Start of Task material

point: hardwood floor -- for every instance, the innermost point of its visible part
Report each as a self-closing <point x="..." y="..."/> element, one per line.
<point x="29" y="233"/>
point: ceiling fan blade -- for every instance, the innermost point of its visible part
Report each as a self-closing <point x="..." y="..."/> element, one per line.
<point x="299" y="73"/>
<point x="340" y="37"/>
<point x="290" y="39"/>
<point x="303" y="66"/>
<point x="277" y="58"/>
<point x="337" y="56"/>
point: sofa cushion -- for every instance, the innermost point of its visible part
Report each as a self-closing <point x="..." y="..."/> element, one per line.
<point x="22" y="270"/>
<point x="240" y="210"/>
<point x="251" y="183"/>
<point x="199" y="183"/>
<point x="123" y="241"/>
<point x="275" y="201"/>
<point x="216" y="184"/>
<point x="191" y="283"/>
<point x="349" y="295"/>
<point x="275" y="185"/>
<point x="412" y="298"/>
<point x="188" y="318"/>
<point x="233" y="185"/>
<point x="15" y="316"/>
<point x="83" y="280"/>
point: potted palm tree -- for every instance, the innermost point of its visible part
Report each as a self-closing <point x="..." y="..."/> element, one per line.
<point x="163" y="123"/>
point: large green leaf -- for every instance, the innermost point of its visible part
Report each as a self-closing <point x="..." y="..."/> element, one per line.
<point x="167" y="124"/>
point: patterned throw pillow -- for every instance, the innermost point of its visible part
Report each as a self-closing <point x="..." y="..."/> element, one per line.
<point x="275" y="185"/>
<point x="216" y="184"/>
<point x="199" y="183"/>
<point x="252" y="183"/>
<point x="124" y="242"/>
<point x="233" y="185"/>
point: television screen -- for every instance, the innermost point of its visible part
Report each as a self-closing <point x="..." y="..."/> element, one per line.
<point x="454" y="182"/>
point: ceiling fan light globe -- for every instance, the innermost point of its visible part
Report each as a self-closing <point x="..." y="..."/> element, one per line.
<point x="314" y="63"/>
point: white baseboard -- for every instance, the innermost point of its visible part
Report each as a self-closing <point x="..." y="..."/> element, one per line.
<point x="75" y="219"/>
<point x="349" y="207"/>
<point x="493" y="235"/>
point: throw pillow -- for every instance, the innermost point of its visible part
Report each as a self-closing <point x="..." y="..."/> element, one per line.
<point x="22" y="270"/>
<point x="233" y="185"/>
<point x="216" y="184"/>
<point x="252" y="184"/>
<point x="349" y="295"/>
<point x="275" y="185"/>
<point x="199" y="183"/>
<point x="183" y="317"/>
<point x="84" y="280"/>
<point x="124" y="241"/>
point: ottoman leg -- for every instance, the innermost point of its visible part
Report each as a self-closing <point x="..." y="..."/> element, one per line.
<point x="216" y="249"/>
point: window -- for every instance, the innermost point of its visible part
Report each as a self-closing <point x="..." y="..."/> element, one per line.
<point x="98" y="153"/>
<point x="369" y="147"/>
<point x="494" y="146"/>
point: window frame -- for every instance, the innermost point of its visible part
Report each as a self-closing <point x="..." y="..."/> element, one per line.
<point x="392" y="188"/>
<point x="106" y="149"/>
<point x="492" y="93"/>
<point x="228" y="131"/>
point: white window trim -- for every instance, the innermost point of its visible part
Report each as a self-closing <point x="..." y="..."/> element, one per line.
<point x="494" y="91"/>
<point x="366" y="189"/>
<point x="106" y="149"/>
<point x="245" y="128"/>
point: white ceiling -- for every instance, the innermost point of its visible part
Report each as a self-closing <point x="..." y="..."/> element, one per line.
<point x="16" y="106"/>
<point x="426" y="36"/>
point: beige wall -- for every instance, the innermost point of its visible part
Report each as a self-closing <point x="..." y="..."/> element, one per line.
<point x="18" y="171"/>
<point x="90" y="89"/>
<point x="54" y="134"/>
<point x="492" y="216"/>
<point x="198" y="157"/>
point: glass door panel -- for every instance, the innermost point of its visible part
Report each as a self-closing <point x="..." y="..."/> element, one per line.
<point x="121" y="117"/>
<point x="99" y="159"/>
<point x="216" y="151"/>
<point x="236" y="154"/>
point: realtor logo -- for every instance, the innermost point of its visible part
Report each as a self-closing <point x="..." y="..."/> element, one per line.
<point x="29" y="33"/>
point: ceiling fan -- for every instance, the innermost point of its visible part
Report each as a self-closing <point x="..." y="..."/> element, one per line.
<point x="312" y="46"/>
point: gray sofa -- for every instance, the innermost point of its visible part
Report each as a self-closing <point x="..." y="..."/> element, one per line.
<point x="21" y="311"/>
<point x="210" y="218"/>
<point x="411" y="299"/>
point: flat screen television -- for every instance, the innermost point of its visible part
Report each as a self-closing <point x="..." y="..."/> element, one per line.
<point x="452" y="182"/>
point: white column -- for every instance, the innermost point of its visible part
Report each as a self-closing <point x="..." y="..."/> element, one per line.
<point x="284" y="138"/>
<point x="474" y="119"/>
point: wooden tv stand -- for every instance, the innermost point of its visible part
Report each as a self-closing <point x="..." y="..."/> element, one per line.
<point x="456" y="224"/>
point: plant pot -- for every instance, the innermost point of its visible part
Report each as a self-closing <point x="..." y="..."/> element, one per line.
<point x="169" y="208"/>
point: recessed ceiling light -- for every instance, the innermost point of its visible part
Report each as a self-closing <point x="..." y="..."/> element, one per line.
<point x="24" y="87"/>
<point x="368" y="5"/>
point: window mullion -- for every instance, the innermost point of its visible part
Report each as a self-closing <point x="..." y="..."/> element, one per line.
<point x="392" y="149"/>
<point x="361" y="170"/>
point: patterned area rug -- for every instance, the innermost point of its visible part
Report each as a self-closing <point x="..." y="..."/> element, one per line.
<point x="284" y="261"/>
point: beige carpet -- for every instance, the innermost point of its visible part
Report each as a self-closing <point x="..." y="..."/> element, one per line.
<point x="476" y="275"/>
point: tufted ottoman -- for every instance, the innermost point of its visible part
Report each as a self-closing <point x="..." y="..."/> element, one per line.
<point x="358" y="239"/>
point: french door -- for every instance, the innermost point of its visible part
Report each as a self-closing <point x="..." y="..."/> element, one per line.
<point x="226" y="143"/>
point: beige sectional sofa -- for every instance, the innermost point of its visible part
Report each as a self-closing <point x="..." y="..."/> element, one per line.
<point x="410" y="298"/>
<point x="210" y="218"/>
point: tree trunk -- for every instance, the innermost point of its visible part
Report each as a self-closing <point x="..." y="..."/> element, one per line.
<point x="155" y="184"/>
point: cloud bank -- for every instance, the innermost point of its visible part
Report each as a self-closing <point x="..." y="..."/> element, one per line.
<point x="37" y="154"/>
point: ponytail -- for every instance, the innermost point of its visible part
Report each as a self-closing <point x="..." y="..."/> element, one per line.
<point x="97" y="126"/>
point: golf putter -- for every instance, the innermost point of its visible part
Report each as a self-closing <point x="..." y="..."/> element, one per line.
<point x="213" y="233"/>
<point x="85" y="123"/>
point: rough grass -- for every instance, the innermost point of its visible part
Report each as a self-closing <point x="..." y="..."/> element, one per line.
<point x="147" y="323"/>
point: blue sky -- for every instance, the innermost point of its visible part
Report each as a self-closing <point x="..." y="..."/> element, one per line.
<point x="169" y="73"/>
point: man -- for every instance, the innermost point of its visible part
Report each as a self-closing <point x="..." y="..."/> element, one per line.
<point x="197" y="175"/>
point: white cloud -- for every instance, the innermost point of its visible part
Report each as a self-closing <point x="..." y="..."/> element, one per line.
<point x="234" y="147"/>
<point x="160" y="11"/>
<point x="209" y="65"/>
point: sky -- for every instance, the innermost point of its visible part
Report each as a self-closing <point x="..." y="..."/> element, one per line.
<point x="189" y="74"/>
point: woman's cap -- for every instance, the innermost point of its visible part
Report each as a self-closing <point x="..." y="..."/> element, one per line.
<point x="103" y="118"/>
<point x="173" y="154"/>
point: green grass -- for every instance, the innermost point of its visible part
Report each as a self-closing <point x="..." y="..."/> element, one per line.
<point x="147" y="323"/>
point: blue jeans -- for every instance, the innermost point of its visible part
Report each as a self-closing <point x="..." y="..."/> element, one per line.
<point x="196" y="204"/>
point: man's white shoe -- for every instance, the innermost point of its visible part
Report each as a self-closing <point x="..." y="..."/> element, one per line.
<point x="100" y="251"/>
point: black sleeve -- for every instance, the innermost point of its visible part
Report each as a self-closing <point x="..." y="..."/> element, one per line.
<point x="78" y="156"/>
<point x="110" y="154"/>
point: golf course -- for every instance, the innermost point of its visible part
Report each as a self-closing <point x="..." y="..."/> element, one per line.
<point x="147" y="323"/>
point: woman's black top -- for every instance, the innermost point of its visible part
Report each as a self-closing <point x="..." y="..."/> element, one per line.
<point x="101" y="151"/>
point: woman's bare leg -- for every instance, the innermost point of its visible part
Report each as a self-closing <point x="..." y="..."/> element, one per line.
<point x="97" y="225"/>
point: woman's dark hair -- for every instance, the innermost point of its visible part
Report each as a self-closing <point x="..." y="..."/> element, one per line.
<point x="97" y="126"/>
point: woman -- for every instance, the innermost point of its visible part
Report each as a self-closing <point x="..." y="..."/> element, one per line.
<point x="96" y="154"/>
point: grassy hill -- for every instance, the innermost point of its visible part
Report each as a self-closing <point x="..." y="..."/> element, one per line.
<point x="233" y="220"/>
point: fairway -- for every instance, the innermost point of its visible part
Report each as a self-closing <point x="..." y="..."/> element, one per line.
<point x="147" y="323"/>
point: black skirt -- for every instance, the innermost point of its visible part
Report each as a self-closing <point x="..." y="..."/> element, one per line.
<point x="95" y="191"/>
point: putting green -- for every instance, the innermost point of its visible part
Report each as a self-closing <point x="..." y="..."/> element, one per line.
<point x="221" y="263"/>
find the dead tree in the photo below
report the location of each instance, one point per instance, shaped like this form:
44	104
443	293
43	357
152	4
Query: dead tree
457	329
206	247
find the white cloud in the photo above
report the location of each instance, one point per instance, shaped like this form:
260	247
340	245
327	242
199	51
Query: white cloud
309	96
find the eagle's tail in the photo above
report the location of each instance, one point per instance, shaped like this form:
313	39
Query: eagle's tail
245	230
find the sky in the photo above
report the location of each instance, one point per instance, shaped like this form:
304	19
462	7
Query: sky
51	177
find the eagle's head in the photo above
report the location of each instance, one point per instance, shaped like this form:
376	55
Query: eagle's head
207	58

End of Task material

What is needed:
Reproduce, word for word, only the lines from the one that contains "point: fairway -- for" through the final line.

Solution to this problem:
point: fairway -- for every instance, the innermost point of its visible part
Report each as a self-closing <point x="..." y="..."/> element, one per line.
<point x="147" y="323"/>
point: black skirt -- for every instance, the innermost point of its visible part
Report each as a self-closing <point x="..." y="..."/> element, one per line.
<point x="95" y="191"/>
point: putting green -- for every instance, the innermost point of its visible part
Report each as a self-closing <point x="..." y="..."/> element, one per line.
<point x="221" y="263"/>
find the dead tree in the photo below
report the location of each instance, one point per instance, shaped like this form:
44	104
443	293
43	357
152	4
Query: dead tree
457	329
206	247
find the white cloud in the photo above
report the location of each instance, one point per instance, shaped like this form:
260	247
340	245
327	242
199	51
Query: white cloud
309	96
find the eagle's tail in the photo above
report the location of each instance, one point per instance, shaped like this form:
313	39
Query: eagle's tail
245	230
find the sky in the photo above
report the location of each instance, one point per instance, shaped like this form:
304	19
462	7
Query: sky
51	177
find the eagle's head in the photo above
report the location of each instance, one point per instance, shaped like this form:
376	55
Query: eagle's head
207	58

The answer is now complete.